─── Extrait choisi ───
C’est ainsi que la transition agricole et alimentaire fait partie des angles morts de cette campagne où la petite phrase écrase les grands desseins émancipateurs.

Le constat alarmant dressé par les acteurs de la société civile en matière agricole aurait pourtant mérité l’attention des candidats. 

  • Quand un agriculteur met fin à ses jours tous les deux jours, quand la France agricole n’arrive plus à supporter un endettement massif, une précarité et un manque de reconnaissance, 
  • quand la terre agricole est artificialisée à un rythme de plus de 60 000 hectares tous les 7 ans, 
  • quand la France demeure le premier utilisateur de pesticides en Europe et le troisième au monde, 
  • quand l’agriculture bio peine à dépasser les 6% de la surface agricole utile, 
  • quand les fermes-usines se multiplient, que 20 % des petites fermes continuent d’être sacrifiées tous les 10 ans, et que la souffrance animale persiste ; 

... il est peu de dire que l’absence d’engagements des candidats interroge.
─── Extraits de données ───
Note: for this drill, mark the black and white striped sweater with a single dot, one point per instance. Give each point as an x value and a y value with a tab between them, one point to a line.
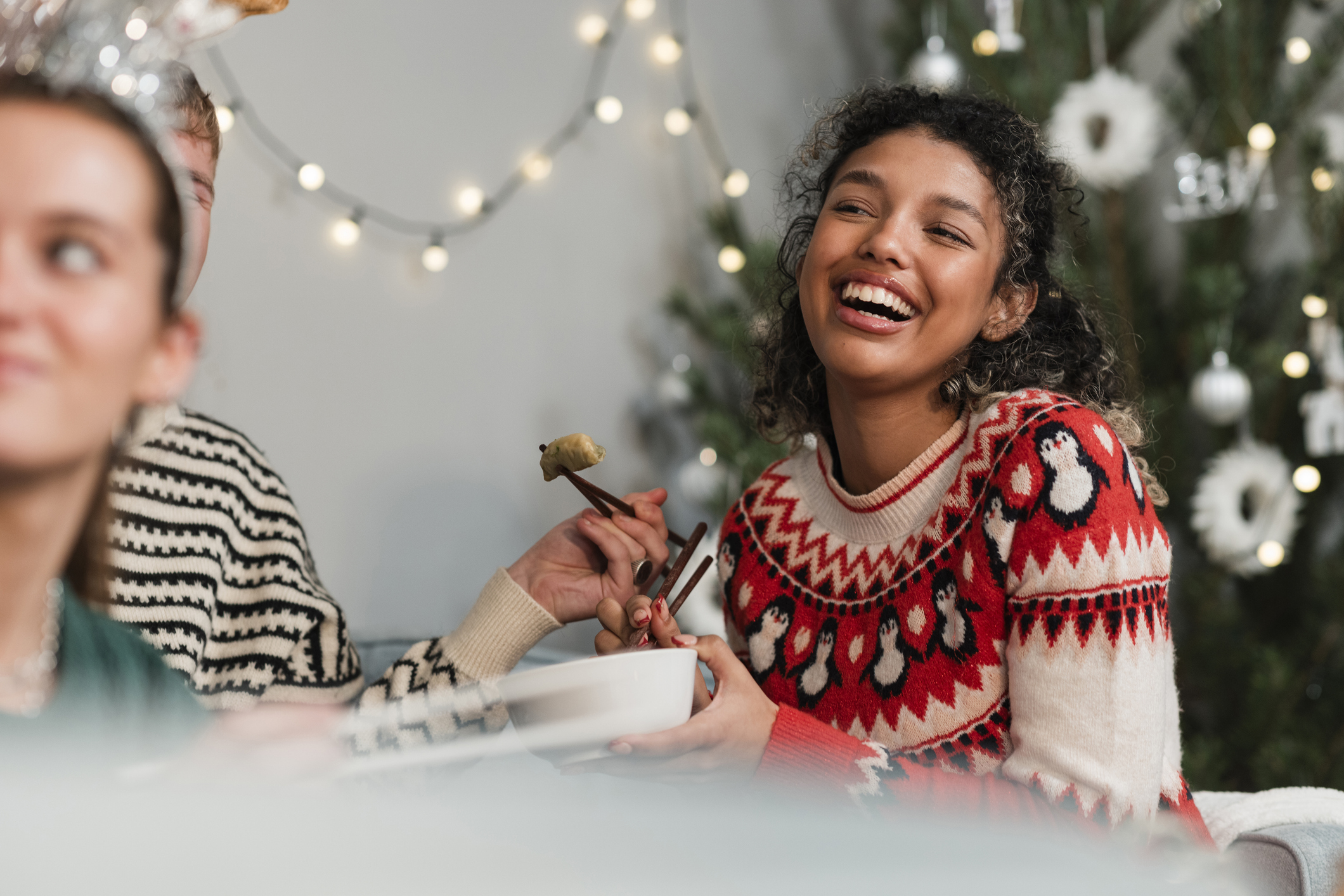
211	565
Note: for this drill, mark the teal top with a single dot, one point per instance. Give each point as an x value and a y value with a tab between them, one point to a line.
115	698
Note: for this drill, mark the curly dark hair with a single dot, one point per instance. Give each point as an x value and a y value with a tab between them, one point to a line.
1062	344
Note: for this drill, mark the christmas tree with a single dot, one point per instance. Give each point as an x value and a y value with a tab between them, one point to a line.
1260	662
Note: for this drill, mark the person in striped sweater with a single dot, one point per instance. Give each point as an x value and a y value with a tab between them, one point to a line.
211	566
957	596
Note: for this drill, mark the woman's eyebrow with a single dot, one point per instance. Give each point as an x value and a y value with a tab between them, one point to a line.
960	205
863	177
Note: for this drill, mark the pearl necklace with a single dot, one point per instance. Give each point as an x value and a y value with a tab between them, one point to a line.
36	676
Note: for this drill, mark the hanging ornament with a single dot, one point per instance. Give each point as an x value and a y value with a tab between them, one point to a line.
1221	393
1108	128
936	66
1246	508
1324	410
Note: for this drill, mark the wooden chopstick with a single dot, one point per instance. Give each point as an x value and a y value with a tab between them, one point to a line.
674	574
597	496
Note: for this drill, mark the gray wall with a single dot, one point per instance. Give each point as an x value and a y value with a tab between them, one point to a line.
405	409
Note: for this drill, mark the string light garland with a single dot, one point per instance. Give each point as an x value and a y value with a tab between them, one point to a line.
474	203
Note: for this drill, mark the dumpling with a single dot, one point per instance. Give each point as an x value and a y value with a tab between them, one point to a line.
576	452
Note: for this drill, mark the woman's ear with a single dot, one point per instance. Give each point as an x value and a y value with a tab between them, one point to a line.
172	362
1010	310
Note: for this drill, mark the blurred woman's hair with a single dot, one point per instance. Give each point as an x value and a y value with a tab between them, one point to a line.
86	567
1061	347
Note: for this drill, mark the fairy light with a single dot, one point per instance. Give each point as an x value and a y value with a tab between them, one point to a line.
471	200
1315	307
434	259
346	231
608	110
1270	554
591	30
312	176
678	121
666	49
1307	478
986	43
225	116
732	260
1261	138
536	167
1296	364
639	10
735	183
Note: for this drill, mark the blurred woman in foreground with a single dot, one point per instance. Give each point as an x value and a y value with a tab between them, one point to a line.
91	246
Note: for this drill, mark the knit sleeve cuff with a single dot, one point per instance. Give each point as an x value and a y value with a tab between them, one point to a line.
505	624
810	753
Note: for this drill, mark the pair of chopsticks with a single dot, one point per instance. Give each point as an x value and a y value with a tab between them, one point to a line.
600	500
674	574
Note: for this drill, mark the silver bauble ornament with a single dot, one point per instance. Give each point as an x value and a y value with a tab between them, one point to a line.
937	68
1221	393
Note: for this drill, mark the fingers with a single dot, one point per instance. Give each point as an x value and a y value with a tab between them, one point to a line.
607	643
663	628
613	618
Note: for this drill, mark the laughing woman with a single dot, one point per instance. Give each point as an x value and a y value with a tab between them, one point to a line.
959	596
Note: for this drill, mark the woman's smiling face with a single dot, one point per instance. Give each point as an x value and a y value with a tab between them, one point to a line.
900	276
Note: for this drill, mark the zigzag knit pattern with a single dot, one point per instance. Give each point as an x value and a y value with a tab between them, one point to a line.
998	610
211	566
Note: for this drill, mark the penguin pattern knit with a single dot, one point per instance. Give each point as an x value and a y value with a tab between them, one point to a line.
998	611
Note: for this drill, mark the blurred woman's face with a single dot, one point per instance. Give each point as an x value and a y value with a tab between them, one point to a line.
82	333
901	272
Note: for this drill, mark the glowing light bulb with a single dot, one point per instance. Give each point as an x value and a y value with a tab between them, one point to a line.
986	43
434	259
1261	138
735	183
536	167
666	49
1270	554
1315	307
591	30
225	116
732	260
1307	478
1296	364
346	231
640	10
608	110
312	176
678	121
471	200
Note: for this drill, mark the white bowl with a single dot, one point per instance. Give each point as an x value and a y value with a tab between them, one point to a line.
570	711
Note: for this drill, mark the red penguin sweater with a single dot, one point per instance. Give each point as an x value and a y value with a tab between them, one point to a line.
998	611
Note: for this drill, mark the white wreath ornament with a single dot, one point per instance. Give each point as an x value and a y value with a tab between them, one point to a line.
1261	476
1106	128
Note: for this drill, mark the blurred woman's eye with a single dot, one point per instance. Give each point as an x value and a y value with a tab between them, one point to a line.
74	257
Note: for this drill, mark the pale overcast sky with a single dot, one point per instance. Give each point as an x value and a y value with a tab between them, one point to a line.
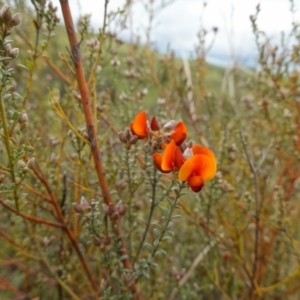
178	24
───
* Série d'exercices:
(A) Reformulez plus brièvement le paragraphe de l'extrait sur l'agriculture qui commence par « C’est ainsi que la transition agricole », en gardant ses idées principales.
(B) Écrivez la suite de l'extrait sur l'agriculture, à partir de sa dernière phrase.

* Corrigé des exercices:
(A) La transition agricole et alimentaire est l’un des angles morts de cette campagne, où les petites phrases l’emportent sur les grands projets émancipateurs.

(B)
Absence d’autant plus incompréhensible que le citoyen indécis pourrait habilement être intéressé à cette élection en pariant sur un discours ambitieux en matière de transition agricole et alimentaire. 

 Selon un sondage IFOP commandé par Agir pour l’Environnement, 

  •  90% des personnes interrogées se déclarent favorables à une transition agricole ; 
  •  86% souhaitent l’interdiction des pesticides au plus tard en 2025 ;
  •  84% aimeraient voir la part de surfaces agricoles bio tripler dans les 5 prochaines années.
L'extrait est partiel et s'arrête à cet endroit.